- _Exercise_
Look through the data below, and copy each line that carries the word "purple".
Information supplied Block Start
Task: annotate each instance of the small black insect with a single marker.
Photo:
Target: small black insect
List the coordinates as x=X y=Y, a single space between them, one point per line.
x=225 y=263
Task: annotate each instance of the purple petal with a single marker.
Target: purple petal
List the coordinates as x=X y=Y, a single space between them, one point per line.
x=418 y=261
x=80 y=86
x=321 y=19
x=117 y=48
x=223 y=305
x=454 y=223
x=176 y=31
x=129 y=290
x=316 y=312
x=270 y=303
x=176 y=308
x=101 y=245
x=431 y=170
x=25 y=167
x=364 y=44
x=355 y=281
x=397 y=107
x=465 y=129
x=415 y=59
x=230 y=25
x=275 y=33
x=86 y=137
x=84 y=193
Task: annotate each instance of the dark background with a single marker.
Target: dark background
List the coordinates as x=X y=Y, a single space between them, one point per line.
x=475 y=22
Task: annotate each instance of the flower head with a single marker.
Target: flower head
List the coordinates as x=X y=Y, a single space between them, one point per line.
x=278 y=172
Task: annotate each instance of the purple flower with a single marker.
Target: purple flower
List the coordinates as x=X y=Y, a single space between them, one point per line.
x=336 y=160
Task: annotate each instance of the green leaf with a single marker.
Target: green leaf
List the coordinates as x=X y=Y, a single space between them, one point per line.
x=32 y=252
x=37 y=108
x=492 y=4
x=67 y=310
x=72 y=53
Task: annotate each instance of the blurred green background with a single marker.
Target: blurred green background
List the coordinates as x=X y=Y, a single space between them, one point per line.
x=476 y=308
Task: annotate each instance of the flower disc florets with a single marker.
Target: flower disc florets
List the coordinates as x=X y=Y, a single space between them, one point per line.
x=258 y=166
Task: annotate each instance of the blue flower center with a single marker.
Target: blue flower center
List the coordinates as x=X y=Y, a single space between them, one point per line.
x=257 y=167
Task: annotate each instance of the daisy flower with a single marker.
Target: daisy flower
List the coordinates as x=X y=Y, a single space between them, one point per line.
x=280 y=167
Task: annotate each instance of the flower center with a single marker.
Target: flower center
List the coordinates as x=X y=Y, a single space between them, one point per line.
Information supplied Block End
- _Answer section_
Task: annotate each instance of the purple petal with a single marker.
Target: purple petal
Task: annotate each instance of the purple flower with a single marker.
Target: purple flower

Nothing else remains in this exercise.